-- Begin EXTRACTED MATERIAL --

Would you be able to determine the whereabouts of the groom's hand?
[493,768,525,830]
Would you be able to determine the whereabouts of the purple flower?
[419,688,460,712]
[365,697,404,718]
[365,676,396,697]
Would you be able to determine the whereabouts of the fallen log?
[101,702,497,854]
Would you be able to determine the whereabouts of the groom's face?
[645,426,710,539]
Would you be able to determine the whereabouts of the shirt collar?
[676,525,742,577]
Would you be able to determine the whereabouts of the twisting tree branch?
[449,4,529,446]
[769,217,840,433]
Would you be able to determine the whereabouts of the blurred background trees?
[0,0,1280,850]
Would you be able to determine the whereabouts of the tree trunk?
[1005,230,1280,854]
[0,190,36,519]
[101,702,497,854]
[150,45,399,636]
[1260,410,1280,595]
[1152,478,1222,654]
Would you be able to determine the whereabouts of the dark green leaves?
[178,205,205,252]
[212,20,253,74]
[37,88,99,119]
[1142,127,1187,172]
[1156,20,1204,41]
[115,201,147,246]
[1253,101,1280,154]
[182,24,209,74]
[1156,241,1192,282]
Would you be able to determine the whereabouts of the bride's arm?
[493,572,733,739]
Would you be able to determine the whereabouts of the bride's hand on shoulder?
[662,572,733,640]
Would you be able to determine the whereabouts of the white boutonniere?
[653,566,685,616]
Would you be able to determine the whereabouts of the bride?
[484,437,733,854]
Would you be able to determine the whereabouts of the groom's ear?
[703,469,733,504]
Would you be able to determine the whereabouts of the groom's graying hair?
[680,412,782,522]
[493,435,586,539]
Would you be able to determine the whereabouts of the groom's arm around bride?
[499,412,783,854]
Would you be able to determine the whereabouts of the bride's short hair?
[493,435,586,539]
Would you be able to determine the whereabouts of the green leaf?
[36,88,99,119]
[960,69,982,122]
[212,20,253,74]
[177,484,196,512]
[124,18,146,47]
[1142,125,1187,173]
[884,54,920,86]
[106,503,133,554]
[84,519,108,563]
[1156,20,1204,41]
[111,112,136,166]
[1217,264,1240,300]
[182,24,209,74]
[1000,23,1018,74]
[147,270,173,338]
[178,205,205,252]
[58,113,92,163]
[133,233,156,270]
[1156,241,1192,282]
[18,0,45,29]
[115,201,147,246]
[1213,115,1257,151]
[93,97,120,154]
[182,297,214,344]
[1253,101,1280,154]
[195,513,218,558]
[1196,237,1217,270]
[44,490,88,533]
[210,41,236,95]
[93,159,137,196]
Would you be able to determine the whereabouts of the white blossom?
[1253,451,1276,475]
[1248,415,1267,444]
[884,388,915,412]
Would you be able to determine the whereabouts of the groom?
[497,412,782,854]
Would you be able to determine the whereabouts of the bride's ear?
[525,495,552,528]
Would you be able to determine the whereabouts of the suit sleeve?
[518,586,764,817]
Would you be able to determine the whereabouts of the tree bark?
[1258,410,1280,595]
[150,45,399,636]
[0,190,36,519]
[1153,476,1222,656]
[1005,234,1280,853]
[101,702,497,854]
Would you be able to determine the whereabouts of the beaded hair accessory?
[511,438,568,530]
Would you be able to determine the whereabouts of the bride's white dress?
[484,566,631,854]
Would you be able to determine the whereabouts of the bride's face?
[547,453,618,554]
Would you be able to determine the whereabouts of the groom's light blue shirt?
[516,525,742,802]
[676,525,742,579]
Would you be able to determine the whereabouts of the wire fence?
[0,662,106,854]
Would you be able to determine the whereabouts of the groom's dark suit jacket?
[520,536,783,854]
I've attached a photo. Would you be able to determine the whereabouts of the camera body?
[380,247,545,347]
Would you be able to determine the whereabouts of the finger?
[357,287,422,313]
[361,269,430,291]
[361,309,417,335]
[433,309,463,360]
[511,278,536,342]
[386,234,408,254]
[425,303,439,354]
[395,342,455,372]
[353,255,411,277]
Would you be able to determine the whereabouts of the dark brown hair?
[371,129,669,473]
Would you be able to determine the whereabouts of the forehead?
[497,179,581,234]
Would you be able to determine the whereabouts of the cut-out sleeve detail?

-- End EXTRACTED MATERIAL --
-- Begin EXTRACTED MATERIAL --

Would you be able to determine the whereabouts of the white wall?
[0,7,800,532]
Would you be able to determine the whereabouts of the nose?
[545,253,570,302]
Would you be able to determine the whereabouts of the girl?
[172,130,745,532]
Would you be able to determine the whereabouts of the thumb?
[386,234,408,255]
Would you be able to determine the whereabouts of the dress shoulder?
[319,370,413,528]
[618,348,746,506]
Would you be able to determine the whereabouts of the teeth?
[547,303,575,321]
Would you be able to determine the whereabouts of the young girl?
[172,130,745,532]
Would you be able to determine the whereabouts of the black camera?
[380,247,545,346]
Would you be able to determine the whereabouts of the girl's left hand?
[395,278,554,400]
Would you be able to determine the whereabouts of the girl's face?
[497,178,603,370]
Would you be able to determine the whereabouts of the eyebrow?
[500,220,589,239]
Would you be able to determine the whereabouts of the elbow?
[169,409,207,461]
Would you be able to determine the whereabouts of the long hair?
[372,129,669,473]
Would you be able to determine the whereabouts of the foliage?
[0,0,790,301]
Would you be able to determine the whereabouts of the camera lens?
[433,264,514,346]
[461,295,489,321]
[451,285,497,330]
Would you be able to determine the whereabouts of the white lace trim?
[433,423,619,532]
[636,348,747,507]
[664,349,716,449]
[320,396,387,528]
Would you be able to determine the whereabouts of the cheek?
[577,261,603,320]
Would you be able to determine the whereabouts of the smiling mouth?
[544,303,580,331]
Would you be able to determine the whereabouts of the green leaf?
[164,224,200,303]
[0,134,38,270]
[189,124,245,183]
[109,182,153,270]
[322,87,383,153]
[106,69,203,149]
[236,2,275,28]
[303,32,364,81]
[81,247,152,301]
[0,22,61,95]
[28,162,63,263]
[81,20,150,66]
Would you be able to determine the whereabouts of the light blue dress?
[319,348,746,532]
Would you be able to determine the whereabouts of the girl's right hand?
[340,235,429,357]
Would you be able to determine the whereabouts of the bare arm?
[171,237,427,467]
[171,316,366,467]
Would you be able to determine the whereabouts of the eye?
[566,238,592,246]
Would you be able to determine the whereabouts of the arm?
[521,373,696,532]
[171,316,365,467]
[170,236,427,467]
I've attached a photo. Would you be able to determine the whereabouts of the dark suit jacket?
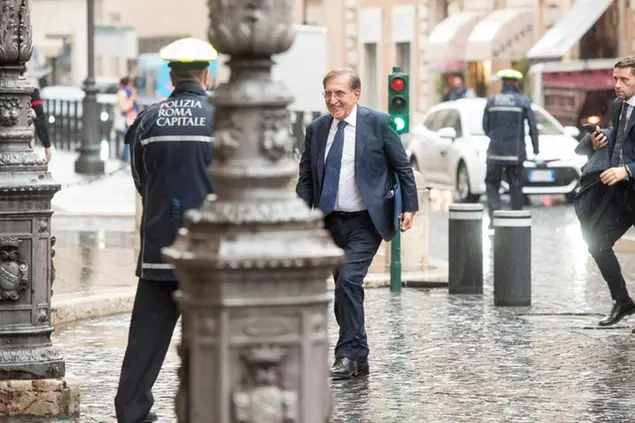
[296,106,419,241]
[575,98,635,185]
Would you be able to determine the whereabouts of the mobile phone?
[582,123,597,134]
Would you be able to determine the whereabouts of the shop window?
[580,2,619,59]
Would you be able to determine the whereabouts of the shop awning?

-- End EXTRACTED MATERIAL --
-- Begin EXTRACTED MATERIAL --

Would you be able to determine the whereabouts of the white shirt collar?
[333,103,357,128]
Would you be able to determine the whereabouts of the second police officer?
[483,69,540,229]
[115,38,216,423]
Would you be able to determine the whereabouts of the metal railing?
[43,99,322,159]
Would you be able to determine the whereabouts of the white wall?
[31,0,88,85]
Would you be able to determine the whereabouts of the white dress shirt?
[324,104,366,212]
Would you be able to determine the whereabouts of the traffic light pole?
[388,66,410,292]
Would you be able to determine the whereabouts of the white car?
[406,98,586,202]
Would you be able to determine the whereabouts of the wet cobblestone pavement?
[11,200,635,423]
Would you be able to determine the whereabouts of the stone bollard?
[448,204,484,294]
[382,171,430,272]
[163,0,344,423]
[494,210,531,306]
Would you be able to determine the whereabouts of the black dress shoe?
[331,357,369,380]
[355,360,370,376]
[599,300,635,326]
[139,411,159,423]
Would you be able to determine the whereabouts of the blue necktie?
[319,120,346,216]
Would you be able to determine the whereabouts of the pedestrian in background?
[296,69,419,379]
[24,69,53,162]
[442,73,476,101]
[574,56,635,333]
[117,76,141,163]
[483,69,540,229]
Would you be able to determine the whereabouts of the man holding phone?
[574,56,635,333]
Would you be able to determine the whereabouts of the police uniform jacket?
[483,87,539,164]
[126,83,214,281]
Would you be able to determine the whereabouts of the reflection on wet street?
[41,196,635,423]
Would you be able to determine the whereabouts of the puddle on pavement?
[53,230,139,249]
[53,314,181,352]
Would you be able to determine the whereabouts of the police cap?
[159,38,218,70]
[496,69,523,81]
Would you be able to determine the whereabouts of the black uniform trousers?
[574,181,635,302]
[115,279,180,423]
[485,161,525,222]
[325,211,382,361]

-- End EXTRACTED MATERIAL --

| EXERCISE DESCRIPTION |
Copy out again, word for word, the items that start with the line containing "black uniform trousers?" and end with the line containing "[325,211,382,361]", both lines included.

| PROBLEM SOLUTION |
Would you be able to determine the whereabouts of the black uniform trousers?
[574,181,635,302]
[115,279,180,423]
[485,161,525,222]
[325,211,382,361]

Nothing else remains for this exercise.